(Source data begins)

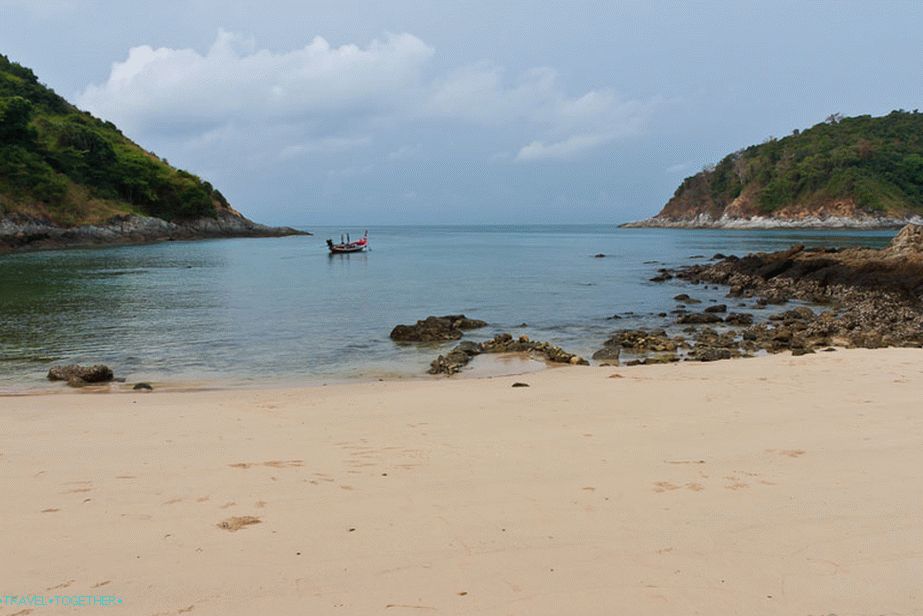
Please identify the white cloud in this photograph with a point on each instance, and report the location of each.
(163, 88)
(320, 97)
(325, 145)
(566, 148)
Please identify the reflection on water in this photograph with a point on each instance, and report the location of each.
(282, 309)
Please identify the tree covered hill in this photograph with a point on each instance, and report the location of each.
(62, 165)
(859, 168)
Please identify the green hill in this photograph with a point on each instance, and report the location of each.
(861, 168)
(64, 166)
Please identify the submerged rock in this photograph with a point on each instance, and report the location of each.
(458, 357)
(436, 329)
(698, 318)
(77, 376)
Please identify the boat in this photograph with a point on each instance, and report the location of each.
(346, 246)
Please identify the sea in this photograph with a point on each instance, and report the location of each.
(242, 312)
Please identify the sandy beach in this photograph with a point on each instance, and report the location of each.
(776, 485)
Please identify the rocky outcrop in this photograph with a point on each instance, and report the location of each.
(458, 358)
(859, 172)
(724, 221)
(436, 329)
(870, 298)
(77, 376)
(22, 233)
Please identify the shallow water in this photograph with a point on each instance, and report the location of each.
(247, 310)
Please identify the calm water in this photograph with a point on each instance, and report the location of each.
(236, 311)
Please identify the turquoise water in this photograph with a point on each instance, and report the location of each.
(246, 310)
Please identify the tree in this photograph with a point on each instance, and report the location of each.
(15, 114)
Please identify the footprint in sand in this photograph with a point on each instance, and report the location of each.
(665, 486)
(791, 453)
(235, 523)
(270, 464)
(669, 486)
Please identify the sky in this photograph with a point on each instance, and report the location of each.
(338, 112)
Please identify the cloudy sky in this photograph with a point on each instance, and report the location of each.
(363, 113)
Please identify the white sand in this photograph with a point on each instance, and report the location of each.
(776, 485)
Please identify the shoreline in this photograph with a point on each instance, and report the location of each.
(704, 221)
(32, 235)
(778, 485)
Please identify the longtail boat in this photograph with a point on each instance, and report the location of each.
(347, 246)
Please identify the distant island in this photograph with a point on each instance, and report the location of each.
(844, 172)
(70, 179)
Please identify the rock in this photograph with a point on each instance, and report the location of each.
(660, 358)
(77, 376)
(435, 329)
(907, 243)
(458, 358)
(698, 318)
(663, 276)
(608, 352)
(710, 354)
(739, 318)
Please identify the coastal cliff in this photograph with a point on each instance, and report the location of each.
(844, 172)
(70, 179)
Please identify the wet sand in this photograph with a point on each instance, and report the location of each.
(774, 485)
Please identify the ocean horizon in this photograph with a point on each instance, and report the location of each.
(238, 312)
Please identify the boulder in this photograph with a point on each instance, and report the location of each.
(77, 375)
(435, 329)
(739, 318)
(698, 318)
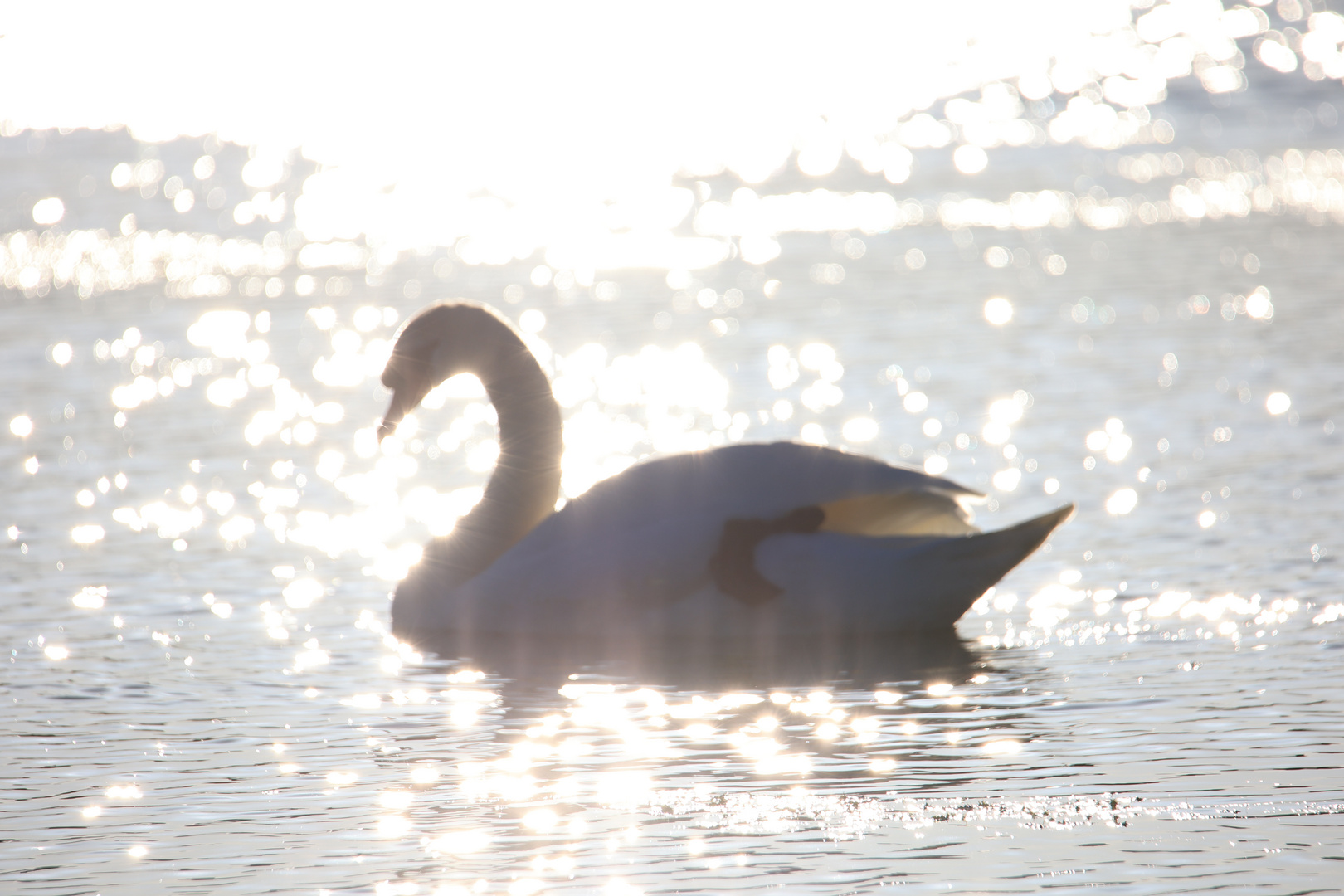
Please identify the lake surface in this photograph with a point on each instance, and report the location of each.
(202, 533)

(Source data ends)

- _To do_: Please retype the records above exactly, leaving every image out.

- _Solution below_:
Please identify the white cloud in this photograph with a point on each instance, and report the location of each.
(163, 88)
(320, 97)
(325, 145)
(566, 148)
Please identify the reflection on water in this photograph with a point on each instance, and report the location of each.
(282, 309)
Please identify the tree covered hill in this photograph with a point on each instance, and report the location of each.
(62, 165)
(859, 168)
Please identify the green hill in this photograph with a point on each instance, and report the location of each.
(861, 168)
(64, 166)
Please identify the submerged rock in this photograph with a point on each instance, and report the location of each.
(458, 357)
(436, 329)
(698, 318)
(77, 376)
Please identify the boat in this photograph with a point on each instance, and report the location of each.
(346, 246)
Please identify the sea in this photograph with a point on each instance, and report the location of each.
(242, 312)
Please identify the sandy beach in this photograph with a point on each instance, and report the location of each.
(776, 485)
Please identify the rocky outcrop in this photograph with a point on each instance, and report the location of each.
(458, 358)
(859, 172)
(724, 221)
(436, 329)
(870, 298)
(77, 376)
(22, 233)
Please identify the shallow water in this photograph with a point on each instance, and report the location of each.
(247, 310)
Please identify the calm water in this photograph with a point on each instance, and report the location of each.
(236, 311)
Please identify the turquoise water in this photograph with a point on each instance, and report the location of each.
(246, 310)
Please identify the tree in this photograph with a point on each instance, and report the location of each.
(15, 114)
Please identify the footprint in sand in this photograph with a point on each instance, and report the location of each.
(665, 486)
(791, 453)
(235, 523)
(270, 464)
(669, 486)
Please identify the sky in this photograph with a point on each instance, and report the location of each.
(338, 112)
Please identify the cloudy sky in this photograph with a point on each instance, and report the location of each.
(363, 113)
Please identify the white sand in this photograph with a point on each instance, and report the location of each.
(776, 485)
Please identify the shoreline in this photograph with a point on each instance, and report the location of each.
(704, 221)
(32, 235)
(778, 485)
Please identify the longtail boat in this photograph with a point on each instance, and report the location of each.
(347, 246)
Please identify the distant island in this photograph with a point on each instance, and report the location of each.
(844, 172)
(70, 179)
Please identify the rock in this photograph with a point on each instance, and report the location of each.
(660, 358)
(77, 376)
(435, 329)
(907, 243)
(458, 358)
(698, 318)
(663, 276)
(608, 352)
(710, 354)
(739, 318)
Please identify the coastal cliff in this photograph with a point on each instance, and report the location of each.
(844, 172)
(70, 179)
Please identify the wet sand in this photograph with a point on each instance, and report the location of each.
(774, 485)
Please identify the ocean horizon in this photograph with a point on each instance, and report the location of each.
(238, 312)
Please identify the boulder in this photograph with a point on each instance, and report the location of each.
(77, 375)
(435, 329)
(739, 318)
(698, 318)
Please identify the lake surface in this photograph with a point on each instance, and report the location of each.
(202, 533)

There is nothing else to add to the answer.